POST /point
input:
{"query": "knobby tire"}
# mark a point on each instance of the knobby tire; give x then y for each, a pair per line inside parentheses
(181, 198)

What to work on |
Exact copies of the line with "# mark a point" and of every later line in the entries make up the whole answer.

Your solution |
# mark a point on each instance of the knobby tire; give x then y for each, a pair per line inside parentheses
(181, 198)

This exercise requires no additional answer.